Stored data entries:
.....

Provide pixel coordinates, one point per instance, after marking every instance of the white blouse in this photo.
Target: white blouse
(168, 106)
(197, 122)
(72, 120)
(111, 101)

.....

In full and word for word, output the entries.

Expected answer:
Provide pixel coordinates, one point per instance, after marking every instance of the white blouse in this photo.
Target: white blouse
(168, 106)
(197, 122)
(72, 120)
(111, 101)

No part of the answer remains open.